*Task instructions*:
In the post about Nominatim address ranking, what rank did Nominatim compute for Sede?

2018-06-04 Thread Fernando Trebien
Interesting. I'm not sure if this is a bug in Nominatim or a
misunderstanding of OSM definitions. Let's see:
- Dilermando de Aguiar is a Brazilian municipality with 3308
inhabitants, mapped as an administrative boundary with admin_level=8
with a place=village as its admin_centre node
- Sede is a municipal district, mapped as an administrative boundary
with admin_level=9 sharing the same admin_centre node from its parent
municipality (because it's the main district)
- São José da Porteirinha, currently mapped as as place=hamlet node,
is an urban agglomeration that is spatially disconnected from the main
urban agglomeration of its municipality, with no special political or
administrative status

For each enclosing area, Nominatim computes a rank, using distinct
rules for each country [1], and forms the address line by
concatenating comma-separated names in descending rank order. In this
particular case, it computed [2] rank 16 for São José da Porteirinha
and for Dilermando de Aguiar, and rank 18 for Sede. Thus, it concluded
that Sede (rank 18) is contained in any of the other two (rank 16), of
which only one was chosen.

The documentation of Nominatim [1] suggests that it assumes that a
hamlet will never exist within a village, since by definition in OSM
only certain types of places may be parts of other settlements [3]. It
could have worked if Sede was place=town/city (possibly incorrect or
more correct [4][5]) or if São José da Porteirinha was
place=neighbourhood, which depends on considering the latter distinct
or not from other settlements.

From the text in the wiki, I understand that any given small piece of
land can be considered part of an urban settlement, part of a rural
settlement, or unsettled land. In Brazil, all municipalities, all
municipal districts and the neighbourhoods with boundaries defined
legally can include any of these types of areas and therefore do not
correspond perfectly to the concept of settlement. If municipalities
are always considered fully settled, any place inside a municipality
must be of a type that may be part of another settlement (such as a
suburb or neighbourhood) and not a type of distinct settlement (such
as a hamlet or village), no matter if there's unsettled land between
remote places and the nucleus of the municipality. If municipalities
are not considered fully settled, it could be argued that their
boundary should not cover unsettled areas (probably undesirable). If
none of the interpretations are correct, Nominatim's ranking system
must have several bugs.

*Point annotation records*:

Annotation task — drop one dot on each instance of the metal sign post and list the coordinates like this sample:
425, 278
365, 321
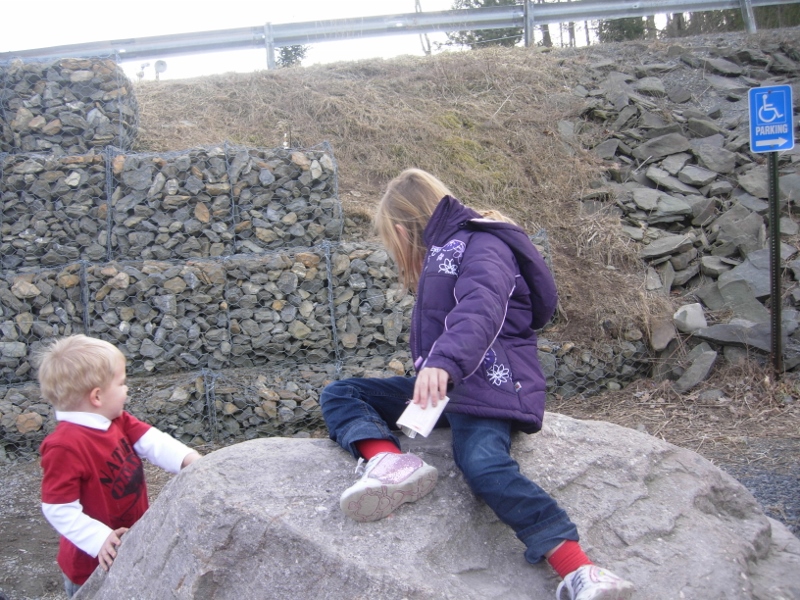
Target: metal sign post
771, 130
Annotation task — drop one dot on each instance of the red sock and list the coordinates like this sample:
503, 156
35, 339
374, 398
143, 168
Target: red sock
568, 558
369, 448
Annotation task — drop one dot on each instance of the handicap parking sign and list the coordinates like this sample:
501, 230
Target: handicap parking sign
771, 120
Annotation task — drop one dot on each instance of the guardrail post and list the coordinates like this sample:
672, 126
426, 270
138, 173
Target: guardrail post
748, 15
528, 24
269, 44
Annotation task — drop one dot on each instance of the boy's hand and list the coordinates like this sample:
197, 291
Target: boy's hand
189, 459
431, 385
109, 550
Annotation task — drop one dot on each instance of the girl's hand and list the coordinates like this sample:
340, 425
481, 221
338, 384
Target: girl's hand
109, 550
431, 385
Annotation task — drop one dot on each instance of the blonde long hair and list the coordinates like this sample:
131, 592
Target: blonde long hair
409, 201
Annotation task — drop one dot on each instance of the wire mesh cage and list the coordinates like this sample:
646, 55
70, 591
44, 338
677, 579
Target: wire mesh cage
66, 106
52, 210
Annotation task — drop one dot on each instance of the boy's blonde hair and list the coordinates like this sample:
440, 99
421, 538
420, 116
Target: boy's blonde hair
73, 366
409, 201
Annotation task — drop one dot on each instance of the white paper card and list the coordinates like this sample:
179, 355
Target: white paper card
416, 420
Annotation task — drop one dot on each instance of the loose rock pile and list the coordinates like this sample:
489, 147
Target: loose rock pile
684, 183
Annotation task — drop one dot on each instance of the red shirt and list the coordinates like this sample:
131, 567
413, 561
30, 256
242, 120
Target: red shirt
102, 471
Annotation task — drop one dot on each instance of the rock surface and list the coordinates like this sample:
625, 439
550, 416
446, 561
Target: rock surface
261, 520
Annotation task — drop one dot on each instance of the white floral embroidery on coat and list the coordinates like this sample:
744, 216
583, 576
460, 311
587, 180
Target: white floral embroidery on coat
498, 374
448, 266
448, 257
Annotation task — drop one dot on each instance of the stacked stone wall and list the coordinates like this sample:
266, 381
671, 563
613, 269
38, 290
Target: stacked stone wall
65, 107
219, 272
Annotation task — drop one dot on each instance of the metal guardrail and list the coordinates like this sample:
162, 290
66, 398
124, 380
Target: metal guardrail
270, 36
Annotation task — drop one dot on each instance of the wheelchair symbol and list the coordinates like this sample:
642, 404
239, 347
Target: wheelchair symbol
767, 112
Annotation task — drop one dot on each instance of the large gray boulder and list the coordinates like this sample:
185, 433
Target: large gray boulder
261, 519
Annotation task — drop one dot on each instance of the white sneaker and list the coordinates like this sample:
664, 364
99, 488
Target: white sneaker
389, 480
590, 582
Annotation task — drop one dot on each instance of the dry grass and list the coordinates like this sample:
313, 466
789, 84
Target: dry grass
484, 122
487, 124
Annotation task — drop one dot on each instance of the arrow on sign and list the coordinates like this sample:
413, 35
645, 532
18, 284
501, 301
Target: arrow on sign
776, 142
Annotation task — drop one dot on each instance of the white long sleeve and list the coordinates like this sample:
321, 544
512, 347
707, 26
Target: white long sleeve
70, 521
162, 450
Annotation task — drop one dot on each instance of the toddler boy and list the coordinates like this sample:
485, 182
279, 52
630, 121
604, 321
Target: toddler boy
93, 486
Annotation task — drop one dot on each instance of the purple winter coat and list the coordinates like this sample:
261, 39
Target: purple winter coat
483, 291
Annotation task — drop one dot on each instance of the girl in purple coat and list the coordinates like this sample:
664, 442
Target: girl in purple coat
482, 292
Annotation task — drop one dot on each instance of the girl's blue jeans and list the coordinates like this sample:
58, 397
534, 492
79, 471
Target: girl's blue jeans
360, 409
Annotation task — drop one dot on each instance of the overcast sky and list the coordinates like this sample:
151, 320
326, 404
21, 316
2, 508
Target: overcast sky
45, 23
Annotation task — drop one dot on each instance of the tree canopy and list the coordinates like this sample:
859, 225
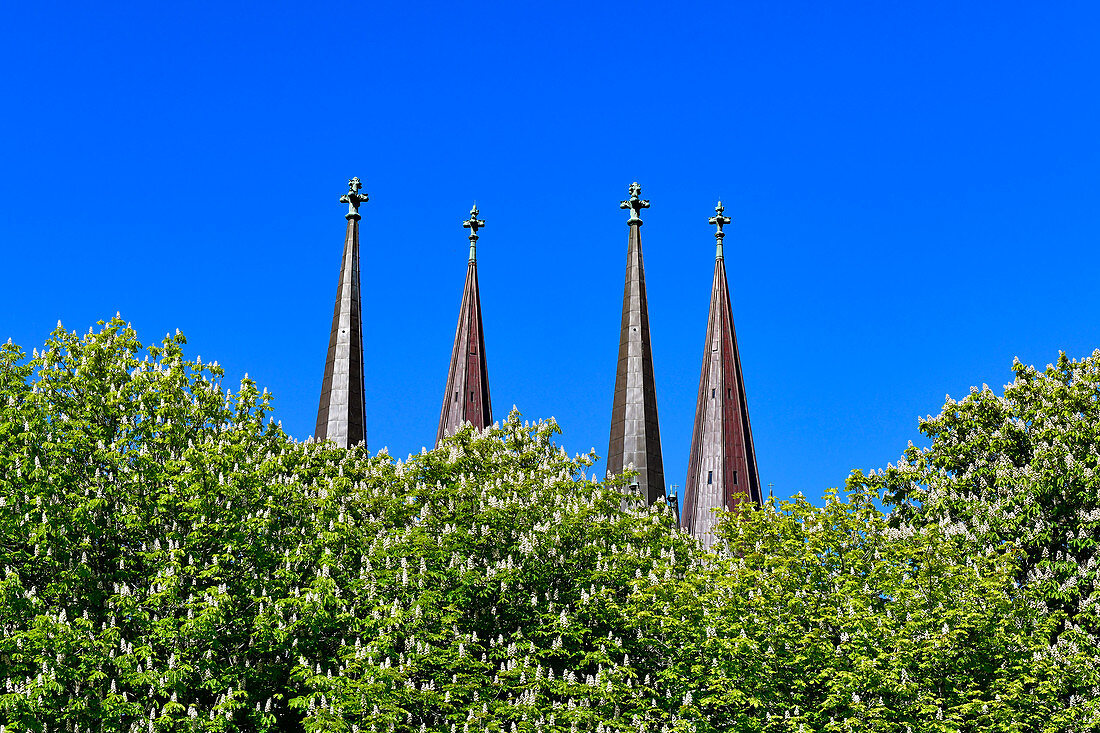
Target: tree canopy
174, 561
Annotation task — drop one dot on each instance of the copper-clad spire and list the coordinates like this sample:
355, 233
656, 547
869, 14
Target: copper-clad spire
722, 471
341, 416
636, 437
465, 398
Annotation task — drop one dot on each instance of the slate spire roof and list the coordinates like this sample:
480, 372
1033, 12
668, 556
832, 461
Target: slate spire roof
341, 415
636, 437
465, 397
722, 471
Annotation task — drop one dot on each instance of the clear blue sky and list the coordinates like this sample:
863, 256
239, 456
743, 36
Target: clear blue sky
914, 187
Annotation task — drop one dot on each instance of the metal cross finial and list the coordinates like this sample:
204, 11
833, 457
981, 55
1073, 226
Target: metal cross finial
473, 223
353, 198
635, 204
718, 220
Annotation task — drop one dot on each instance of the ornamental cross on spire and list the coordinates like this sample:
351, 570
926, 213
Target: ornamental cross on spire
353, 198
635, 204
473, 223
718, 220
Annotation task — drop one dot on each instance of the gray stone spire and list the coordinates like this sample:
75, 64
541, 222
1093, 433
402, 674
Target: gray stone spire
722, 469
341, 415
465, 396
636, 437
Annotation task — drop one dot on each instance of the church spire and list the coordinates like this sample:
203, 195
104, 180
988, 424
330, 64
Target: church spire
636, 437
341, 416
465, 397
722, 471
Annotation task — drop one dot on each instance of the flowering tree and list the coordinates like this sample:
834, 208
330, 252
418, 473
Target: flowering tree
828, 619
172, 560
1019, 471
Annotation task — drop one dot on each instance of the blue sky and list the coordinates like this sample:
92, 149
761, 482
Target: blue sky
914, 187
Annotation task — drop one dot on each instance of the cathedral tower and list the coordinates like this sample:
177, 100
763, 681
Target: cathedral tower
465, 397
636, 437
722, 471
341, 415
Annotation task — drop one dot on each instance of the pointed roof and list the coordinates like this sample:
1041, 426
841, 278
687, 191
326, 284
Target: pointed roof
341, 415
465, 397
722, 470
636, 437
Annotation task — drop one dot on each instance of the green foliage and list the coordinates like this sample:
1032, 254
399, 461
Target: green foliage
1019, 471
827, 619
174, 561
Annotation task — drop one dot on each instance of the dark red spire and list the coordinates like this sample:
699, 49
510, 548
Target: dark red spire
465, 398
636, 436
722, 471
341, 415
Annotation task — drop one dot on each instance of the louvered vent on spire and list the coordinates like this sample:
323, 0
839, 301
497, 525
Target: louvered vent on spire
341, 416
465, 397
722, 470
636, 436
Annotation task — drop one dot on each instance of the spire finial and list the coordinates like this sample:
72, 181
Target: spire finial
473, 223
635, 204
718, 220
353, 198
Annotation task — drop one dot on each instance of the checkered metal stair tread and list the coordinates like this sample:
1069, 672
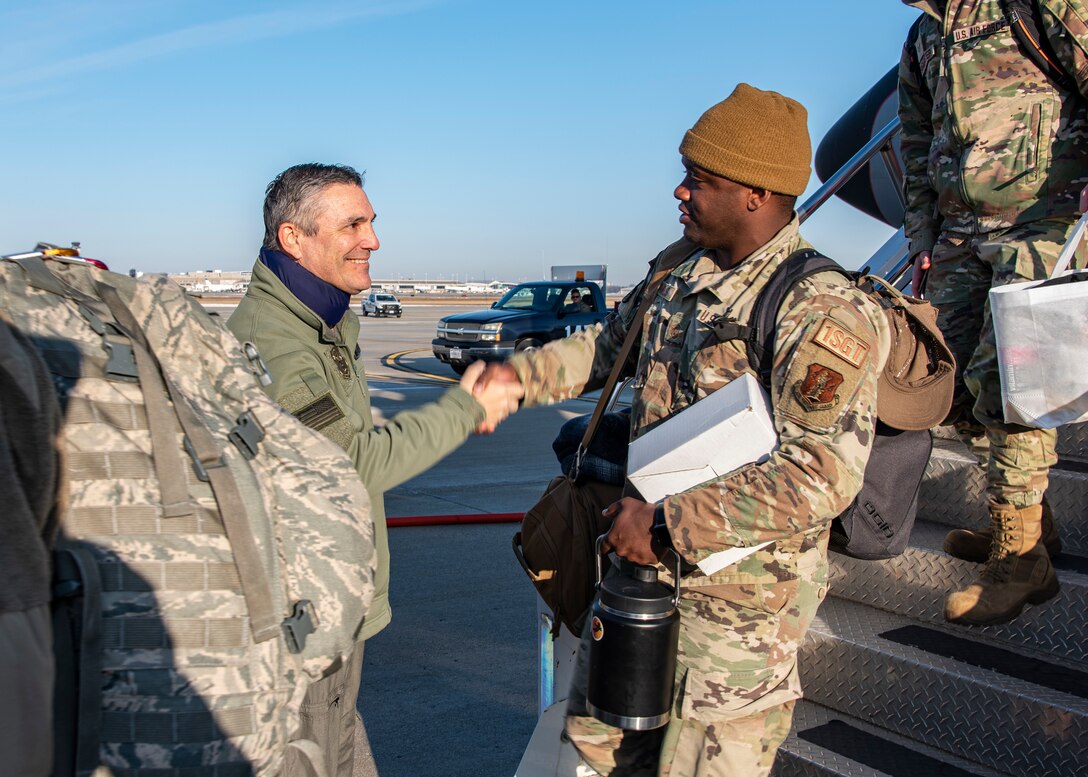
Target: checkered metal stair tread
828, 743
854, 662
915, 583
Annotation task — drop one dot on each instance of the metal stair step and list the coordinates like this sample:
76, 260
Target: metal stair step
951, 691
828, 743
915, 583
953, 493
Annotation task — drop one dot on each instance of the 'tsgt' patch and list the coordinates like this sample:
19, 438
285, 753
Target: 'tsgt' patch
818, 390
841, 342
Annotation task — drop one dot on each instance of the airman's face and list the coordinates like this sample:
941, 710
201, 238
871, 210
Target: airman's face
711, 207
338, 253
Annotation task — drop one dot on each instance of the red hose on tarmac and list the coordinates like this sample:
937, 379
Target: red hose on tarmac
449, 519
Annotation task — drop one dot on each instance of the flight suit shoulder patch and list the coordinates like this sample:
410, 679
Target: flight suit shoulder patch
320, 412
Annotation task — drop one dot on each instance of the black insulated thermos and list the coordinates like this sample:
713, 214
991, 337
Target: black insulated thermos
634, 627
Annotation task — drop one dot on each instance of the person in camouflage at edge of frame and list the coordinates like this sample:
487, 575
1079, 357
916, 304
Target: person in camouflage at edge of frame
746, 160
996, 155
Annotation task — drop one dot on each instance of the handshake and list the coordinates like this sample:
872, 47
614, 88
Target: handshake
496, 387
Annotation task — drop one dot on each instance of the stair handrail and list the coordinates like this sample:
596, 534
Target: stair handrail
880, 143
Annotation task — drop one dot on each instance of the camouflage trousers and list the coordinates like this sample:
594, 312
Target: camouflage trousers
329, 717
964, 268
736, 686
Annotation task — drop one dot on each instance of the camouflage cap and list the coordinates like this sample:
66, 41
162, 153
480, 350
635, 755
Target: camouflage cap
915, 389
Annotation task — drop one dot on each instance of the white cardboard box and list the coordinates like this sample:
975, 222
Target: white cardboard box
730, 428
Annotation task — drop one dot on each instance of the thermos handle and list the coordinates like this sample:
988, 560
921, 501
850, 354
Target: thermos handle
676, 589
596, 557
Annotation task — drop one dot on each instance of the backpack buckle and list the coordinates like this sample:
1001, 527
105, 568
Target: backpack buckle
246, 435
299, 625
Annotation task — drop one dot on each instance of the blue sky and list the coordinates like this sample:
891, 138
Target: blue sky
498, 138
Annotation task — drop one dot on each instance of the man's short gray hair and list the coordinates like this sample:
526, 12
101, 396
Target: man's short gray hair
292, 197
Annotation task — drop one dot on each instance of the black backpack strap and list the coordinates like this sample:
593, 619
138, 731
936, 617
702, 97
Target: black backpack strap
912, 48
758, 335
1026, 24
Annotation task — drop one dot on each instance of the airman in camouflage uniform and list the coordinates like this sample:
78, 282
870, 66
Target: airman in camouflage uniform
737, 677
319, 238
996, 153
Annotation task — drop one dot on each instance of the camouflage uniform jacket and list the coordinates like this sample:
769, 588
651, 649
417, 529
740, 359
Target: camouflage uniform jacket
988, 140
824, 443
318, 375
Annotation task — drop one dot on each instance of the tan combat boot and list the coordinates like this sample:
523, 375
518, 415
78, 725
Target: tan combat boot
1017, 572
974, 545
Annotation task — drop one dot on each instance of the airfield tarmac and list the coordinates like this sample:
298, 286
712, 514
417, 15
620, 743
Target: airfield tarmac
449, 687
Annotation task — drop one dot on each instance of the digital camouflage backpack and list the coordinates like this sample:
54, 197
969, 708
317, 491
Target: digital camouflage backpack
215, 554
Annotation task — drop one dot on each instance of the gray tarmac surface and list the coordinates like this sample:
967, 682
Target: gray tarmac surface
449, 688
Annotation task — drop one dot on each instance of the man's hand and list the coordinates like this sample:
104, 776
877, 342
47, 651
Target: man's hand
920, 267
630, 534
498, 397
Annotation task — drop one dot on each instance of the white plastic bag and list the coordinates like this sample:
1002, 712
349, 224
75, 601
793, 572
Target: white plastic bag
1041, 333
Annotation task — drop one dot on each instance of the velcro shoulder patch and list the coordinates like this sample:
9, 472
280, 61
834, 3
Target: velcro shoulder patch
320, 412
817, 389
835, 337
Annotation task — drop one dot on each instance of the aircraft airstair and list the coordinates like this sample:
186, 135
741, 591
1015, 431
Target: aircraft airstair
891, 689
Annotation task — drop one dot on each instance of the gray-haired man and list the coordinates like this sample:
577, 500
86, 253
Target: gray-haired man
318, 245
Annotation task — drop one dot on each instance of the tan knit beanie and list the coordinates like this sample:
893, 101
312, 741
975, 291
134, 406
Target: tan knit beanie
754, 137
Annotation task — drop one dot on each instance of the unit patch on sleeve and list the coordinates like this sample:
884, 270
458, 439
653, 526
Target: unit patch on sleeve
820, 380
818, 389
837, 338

*Solution for this exercise*:
Rank 18.